> [Exercise]
Reproduce every one of the following records verbatim, line for line, without altering any character.

> [Given entries]
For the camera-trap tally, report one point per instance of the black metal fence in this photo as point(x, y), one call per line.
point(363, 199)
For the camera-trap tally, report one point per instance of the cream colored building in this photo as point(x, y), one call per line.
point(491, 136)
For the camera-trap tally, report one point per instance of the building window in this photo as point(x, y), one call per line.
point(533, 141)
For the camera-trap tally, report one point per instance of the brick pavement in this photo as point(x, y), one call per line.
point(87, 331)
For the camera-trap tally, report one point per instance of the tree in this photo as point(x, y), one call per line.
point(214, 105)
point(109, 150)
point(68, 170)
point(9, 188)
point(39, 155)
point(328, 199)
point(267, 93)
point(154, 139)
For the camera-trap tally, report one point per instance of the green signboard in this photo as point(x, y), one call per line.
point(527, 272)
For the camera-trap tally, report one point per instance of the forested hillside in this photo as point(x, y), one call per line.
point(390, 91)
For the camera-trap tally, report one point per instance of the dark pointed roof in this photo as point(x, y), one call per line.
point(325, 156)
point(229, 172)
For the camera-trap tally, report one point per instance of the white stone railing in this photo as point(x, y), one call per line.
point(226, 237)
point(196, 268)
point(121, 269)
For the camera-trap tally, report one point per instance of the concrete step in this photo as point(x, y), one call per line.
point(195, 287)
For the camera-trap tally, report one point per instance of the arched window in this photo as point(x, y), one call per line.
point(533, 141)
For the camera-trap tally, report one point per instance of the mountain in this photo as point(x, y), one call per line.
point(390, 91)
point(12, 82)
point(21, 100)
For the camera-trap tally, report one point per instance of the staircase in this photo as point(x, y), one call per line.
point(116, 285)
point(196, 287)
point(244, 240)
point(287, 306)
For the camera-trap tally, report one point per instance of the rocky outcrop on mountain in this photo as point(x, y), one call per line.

> [Answer for this exercise]
For the camera-trap tally, report one point per instance of the black metal fence in this photo as point(x, y), one call per line.
point(363, 199)
For the camera-trap tally, report one point per instance of the cream colored building in this photo as point(x, y), one call per line.
point(491, 136)
For the camera-trap tally, report one point per instance of the building window in this photo as point(x, y), one call per line.
point(533, 141)
For the camera-trap tally, report one point per instance of the brick pavement in this photo as point(x, y), one call per line.
point(87, 331)
For the camera-trap tally, report one point per instance of the tree in this photo as point(x, y), one call per line.
point(214, 105)
point(109, 150)
point(68, 170)
point(9, 188)
point(39, 155)
point(328, 199)
point(267, 93)
point(154, 139)
For the camera-trap tally, report one point per instance of the green signboard in this photo as point(x, y), one call per line.
point(527, 272)
For the camera-trap tally, report one point per instance of the forested hillside in this photo as point(x, y), one call per line.
point(390, 91)
For the camera-trap tally, report one point per instance of the dark pointed roof in this photo as point(x, y), one call per line.
point(325, 156)
point(229, 172)
For the camera-trap tally, report one point per instance of the white stone railing in this photo as point(x, y), one call per line.
point(226, 237)
point(196, 268)
point(121, 269)
For the camera-trap tally, report one point per instance of the concrete step in this photo as point(x, y), one call per line.
point(195, 287)
For the camera-trap tally, report one point per instance of the arched window in this photo as point(x, y), one call per line.
point(533, 141)
For the camera-trap tally, report one point per instance of the mountain in this photo as point(x, y), one call per line.
point(390, 91)
point(12, 82)
point(21, 100)
For the camera-trap tally, report one point per instance of the staircase in this photo as point(x, y), one call per line.
point(116, 285)
point(196, 287)
point(244, 240)
point(287, 306)
For the camera-trap tally, report one point per instance of the rocky outcrop on mountain in this photo as point(x, y), one call per line.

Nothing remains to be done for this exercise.